----- Records -----

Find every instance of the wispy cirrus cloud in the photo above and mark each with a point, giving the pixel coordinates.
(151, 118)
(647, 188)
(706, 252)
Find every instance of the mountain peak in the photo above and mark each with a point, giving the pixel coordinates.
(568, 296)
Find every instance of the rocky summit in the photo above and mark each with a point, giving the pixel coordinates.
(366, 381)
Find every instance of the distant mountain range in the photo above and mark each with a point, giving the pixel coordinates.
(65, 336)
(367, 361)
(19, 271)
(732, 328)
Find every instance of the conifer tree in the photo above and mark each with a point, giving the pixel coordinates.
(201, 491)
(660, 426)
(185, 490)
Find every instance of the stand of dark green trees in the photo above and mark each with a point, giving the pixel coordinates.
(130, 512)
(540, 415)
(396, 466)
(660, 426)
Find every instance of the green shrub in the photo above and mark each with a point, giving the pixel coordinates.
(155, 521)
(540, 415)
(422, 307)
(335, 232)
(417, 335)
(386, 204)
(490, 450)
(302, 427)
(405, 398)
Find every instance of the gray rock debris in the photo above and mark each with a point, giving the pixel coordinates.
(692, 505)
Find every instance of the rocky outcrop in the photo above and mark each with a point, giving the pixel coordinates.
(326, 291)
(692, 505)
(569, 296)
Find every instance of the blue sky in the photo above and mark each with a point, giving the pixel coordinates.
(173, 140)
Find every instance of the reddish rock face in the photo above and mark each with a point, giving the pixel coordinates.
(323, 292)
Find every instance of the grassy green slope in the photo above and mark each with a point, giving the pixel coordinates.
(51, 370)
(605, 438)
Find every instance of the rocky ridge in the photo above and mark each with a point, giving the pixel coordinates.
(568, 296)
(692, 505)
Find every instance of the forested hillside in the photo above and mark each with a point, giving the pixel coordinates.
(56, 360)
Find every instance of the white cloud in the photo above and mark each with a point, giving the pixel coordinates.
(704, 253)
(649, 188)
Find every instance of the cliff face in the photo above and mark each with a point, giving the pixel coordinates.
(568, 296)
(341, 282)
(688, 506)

-----
----- Records -----

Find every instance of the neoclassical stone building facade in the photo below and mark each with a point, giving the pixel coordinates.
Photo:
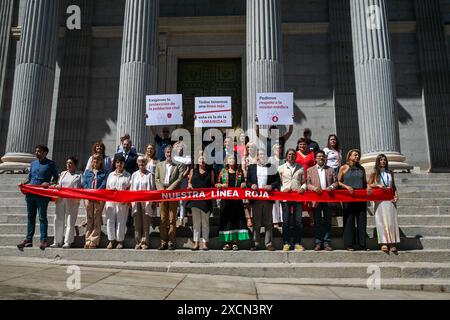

-----

Work instructions:
How many lines of the material above contain the word "cloud"? Reply with the number alone.

Response:
2